### Source extract
--- --- ---

EP1124164B1

EP1124164B1 - Image receiving sheet

Info

Publication number: EP1124164B1
Application number: EP20010102825
Authority: EP
Inventors: Kenichiro Suto; Mikio Asajima; Koichi Higaki
Original assignee: Dai Nippon Printing Co Ltd
Current assignee: Dai Nippon Printing Co Ltd
Priority date: 1993-06-08
Filing date: 1994-06-08
Publication date: 2012-03-07
Anticipated expiration: 2014-06-08
Also published as: US5733844A; EP0633508A2; EP0633508A3; EP1124164A1; DE69428237D1; DE69428237T2; US5484759A; EP0633508B1

Description

This invention relates to an image-receiving sheet. More particularly, it relates to an image-receiving sheet for an overhead projector.
An overhead projector (OHP) is an information transmission means which is used extensively in lecture meetings, schools, etc. Handwriting with an oil-base ink, printing and electrophotographic copying have hitherto been used as means for forming an image on an image-receiving sheet for OHP (hereinafter referred to as an "OHP sheet"). In order to steadily record and hold thereon image information, such as lines, letters and pictures, using the above means, OHP sheets generally have an image-receiving layer on a transparent substrate sheet. Therefore, the side of the image-receiving layer in an OHP sheet, on which information is to be recorded, should be surely distinguished from the other side of the sheet. For this reason, a detection mark, for example, a white arrow, for identifying the side of the image-receiving layer, that is, distinguishing the two sides of an OHP sheet is put on the sheet surface. This marking also serves to mechanically distinguish an OHP sheet from other types of paper.
Further, some electrophotographic copying machines are designed to begin.work upon detection of the position of the sheet within the machine at the time of copying, which needs OHP sheets with a white detection mark formed thereon.

--- --- ---

### Written request
Reproduce word for word the part of the image-receiving sheet patent between "Further, some electrophotographic" and "mark formed thereon.", inclusive.

--- --- ---

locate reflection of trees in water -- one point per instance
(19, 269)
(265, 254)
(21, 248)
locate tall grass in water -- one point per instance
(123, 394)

--- --- ---

### Result for this task
Further, some electrophotographic copying machines are designed to begin.work upon detection of the position of the sheet within the machine at the time of copying, which needs OHP sheets with a white detection mark formed thereon.